───── EXERCISE MATERIALS
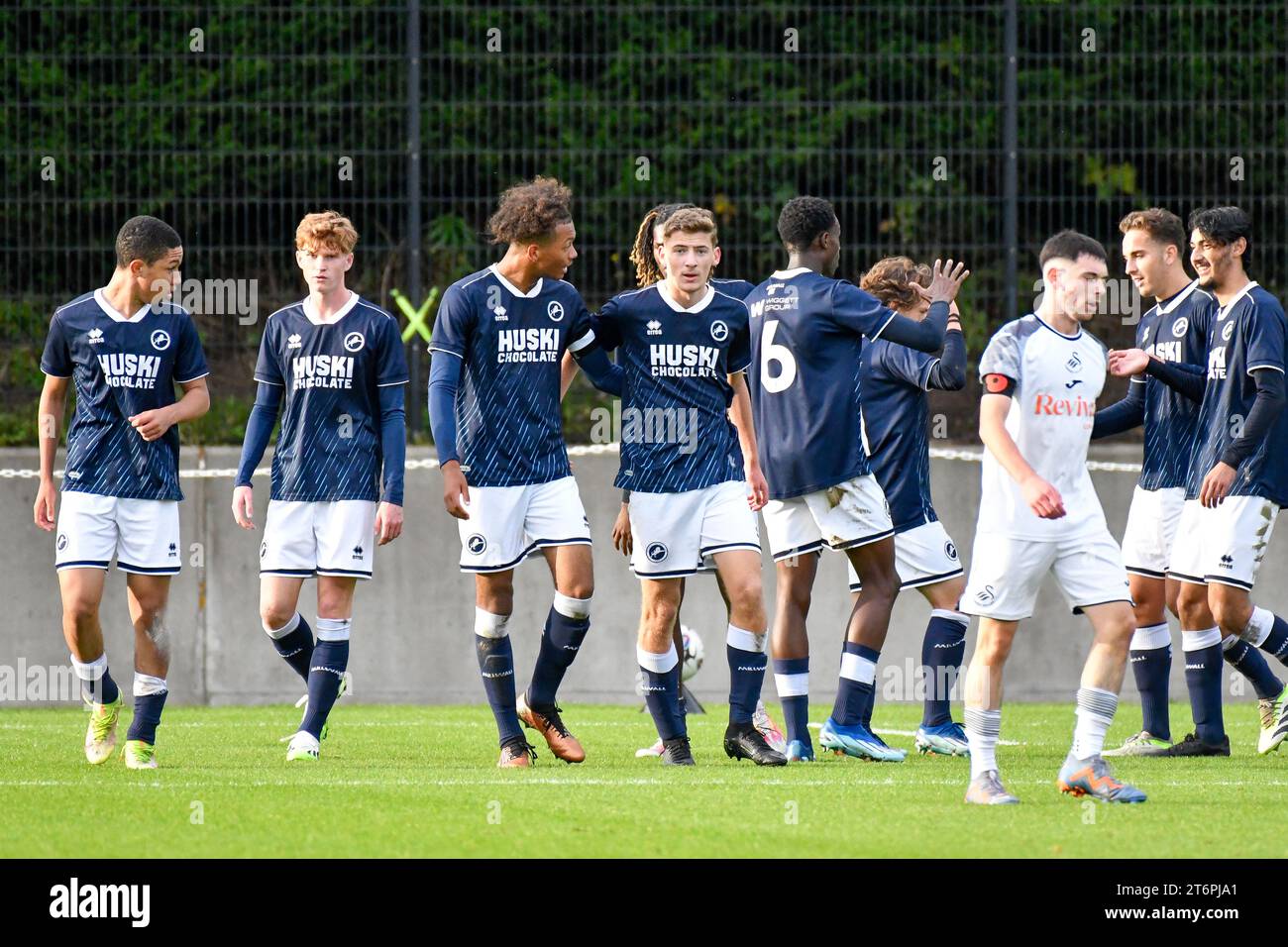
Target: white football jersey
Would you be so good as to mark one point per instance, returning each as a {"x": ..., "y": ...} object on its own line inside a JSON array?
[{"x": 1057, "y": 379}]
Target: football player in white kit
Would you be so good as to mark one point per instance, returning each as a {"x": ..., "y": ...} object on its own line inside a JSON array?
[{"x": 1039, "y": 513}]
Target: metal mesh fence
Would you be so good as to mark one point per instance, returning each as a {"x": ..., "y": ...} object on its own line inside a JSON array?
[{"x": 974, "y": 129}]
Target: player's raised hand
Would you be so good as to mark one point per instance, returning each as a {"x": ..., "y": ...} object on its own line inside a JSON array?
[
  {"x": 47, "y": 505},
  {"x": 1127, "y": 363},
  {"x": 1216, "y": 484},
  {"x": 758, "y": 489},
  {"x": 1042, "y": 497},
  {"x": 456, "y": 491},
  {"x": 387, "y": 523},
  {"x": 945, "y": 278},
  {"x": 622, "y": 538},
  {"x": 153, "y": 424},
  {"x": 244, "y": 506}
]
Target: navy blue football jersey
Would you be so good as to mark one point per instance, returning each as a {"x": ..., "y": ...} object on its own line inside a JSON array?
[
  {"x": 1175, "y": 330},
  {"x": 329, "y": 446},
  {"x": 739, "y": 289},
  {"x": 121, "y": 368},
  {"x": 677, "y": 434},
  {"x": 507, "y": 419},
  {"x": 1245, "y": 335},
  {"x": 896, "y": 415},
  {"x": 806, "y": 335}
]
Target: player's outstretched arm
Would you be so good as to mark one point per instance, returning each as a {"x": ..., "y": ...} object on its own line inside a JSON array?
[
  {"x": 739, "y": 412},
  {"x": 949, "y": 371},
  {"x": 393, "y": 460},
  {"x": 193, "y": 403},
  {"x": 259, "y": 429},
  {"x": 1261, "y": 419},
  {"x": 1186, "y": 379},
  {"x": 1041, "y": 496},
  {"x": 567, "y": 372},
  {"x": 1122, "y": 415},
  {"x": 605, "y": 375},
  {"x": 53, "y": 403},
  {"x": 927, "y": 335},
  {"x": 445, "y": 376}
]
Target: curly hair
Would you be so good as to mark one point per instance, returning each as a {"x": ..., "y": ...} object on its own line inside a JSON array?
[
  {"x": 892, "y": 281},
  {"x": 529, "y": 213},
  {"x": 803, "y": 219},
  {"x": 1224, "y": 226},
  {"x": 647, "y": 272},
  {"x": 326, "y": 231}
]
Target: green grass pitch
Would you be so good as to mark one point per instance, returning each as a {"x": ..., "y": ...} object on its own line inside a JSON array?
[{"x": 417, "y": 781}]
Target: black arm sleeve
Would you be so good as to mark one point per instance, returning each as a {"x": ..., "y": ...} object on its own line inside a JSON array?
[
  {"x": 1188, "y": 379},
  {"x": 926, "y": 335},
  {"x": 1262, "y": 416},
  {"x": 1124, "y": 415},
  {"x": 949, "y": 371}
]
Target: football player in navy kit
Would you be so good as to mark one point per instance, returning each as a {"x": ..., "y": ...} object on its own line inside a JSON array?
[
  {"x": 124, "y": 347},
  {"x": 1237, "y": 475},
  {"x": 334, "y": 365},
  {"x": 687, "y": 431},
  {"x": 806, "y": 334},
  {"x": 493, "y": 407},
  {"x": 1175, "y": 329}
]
──────────
───── EXERCISE MATERIALS
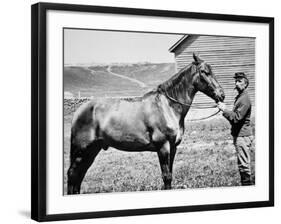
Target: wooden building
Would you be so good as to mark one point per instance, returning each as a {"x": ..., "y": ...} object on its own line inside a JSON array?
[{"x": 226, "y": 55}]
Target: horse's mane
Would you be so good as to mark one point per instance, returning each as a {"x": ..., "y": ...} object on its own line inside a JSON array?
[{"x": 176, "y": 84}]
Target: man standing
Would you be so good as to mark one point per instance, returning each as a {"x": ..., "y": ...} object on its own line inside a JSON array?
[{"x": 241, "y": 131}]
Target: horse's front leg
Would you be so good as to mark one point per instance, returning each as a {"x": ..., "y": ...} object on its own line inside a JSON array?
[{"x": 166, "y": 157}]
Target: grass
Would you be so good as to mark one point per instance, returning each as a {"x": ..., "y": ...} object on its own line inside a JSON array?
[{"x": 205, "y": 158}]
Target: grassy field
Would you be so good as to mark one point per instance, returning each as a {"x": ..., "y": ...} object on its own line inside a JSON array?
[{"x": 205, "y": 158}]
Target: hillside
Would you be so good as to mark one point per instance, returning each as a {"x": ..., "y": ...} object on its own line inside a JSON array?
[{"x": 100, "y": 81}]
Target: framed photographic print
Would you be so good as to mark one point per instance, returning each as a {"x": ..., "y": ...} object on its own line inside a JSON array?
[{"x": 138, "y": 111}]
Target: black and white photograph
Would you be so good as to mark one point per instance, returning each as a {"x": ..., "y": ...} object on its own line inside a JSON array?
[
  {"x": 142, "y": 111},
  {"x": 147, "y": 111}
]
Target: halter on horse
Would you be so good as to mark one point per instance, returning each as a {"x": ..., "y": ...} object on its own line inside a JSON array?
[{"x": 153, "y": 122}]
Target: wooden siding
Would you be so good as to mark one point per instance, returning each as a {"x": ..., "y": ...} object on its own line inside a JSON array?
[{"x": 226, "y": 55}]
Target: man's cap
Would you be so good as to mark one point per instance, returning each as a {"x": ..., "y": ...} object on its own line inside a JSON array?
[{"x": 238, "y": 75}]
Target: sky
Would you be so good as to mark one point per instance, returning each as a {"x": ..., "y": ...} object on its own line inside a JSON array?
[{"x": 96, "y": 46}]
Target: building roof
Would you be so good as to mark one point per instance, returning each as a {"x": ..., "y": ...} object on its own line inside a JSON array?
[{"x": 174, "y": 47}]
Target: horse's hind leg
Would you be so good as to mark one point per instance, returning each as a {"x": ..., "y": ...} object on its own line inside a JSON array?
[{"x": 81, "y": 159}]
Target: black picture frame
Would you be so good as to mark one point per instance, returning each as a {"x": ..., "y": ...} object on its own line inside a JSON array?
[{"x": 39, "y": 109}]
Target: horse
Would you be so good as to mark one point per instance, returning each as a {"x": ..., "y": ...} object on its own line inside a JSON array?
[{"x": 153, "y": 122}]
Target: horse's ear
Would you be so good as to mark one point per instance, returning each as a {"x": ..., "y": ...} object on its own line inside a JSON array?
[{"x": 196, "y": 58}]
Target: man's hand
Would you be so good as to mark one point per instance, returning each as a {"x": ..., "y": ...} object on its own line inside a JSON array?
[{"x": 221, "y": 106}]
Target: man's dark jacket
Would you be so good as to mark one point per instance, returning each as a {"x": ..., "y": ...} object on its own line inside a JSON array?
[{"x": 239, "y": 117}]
──────────
__THE REQUEST__
Tally the lines in the records above that contain the string "building", with case counting, and give only that number.

__RESPONSE TO THE EXERCISE__
2